_Object position labeling entries_:
Start

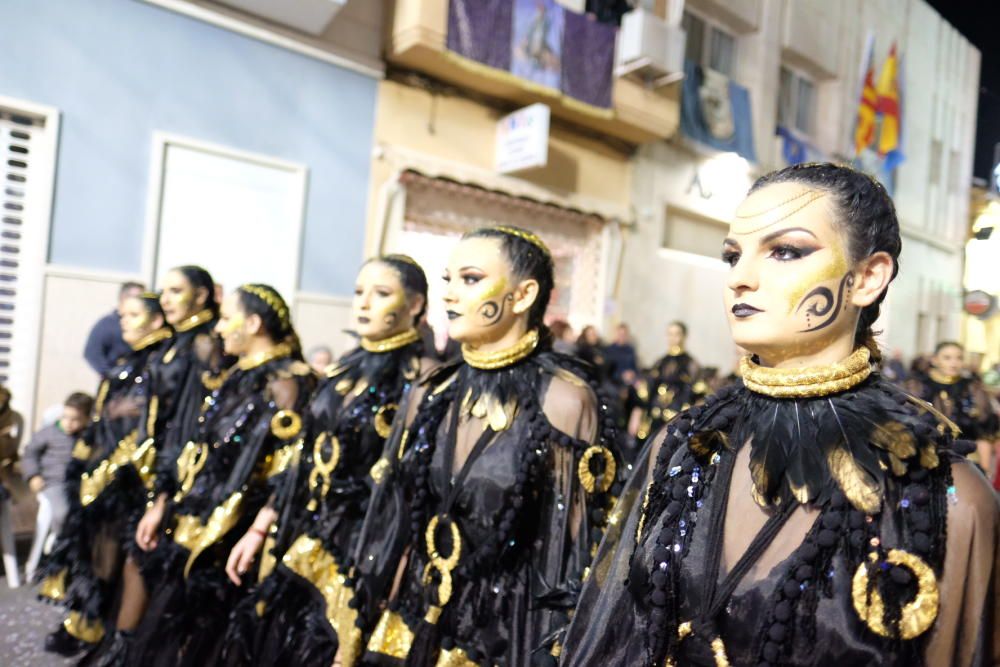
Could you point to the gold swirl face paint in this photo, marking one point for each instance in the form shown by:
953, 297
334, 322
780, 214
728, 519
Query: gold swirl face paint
379, 306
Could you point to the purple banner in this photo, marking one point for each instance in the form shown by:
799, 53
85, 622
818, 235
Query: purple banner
480, 30
539, 41
588, 59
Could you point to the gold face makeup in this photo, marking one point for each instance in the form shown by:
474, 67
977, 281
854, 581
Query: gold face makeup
790, 279
380, 306
231, 324
135, 321
479, 294
177, 298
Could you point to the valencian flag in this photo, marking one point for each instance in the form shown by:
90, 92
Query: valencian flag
864, 131
887, 106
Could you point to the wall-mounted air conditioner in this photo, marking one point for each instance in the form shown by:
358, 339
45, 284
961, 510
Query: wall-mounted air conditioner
308, 16
650, 48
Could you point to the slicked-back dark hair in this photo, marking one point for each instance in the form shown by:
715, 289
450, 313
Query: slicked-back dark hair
274, 313
527, 260
411, 275
865, 211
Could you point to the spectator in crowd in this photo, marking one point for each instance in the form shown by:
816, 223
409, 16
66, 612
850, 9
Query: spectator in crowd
622, 363
51, 449
320, 357
562, 337
590, 349
104, 343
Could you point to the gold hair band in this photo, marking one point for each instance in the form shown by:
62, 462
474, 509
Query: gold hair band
490, 361
269, 297
391, 343
814, 195
524, 235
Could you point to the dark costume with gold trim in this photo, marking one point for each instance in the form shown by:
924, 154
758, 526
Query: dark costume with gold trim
106, 484
296, 616
224, 475
865, 501
670, 386
490, 507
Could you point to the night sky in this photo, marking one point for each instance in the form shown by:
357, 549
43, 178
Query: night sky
979, 22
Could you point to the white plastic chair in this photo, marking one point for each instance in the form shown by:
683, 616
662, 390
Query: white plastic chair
8, 545
40, 544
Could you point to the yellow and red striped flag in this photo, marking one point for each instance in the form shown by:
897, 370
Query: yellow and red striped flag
888, 107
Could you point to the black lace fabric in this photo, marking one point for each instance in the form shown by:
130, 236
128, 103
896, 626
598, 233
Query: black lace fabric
528, 521
772, 583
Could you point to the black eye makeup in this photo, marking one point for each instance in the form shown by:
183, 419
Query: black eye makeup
787, 252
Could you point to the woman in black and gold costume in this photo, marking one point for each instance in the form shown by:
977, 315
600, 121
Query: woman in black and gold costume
225, 473
494, 492
105, 485
668, 387
815, 514
959, 396
319, 517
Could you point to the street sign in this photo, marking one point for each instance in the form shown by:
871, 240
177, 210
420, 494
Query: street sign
522, 140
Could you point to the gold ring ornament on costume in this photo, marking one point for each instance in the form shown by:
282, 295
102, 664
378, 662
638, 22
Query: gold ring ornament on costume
592, 483
443, 565
286, 424
193, 458
382, 422
323, 467
916, 616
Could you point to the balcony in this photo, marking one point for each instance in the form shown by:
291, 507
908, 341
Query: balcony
638, 113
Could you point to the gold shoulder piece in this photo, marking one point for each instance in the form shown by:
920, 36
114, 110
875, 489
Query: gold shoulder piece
916, 616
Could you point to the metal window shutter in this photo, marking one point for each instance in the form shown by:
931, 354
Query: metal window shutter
16, 133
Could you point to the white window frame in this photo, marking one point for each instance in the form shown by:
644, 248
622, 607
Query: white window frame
151, 232
34, 247
706, 46
799, 75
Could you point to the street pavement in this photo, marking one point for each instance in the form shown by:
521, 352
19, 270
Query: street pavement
24, 622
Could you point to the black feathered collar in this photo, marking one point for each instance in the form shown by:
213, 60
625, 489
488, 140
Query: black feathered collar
809, 447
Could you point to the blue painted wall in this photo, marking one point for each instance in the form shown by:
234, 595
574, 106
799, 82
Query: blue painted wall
119, 70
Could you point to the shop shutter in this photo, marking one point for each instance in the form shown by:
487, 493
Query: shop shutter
16, 133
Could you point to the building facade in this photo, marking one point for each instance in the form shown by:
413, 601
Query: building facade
800, 64
141, 135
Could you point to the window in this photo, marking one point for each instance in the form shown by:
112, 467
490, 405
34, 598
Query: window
954, 170
796, 101
693, 233
709, 45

End

_SHORT PROBLEM_: Switch "window" to "skylight" in the records starting at the line containing "Could you point to the window" and ending at the last line of the records. Write those lines out again with nothing else changed.

_SOLVED EXERCISE_:
Could you point to the skylight in this photo, marking one point for each instance in the form shown by:
112, 467
490, 405
34, 598
Query: skylight
954, 170
796, 101
693, 233
709, 45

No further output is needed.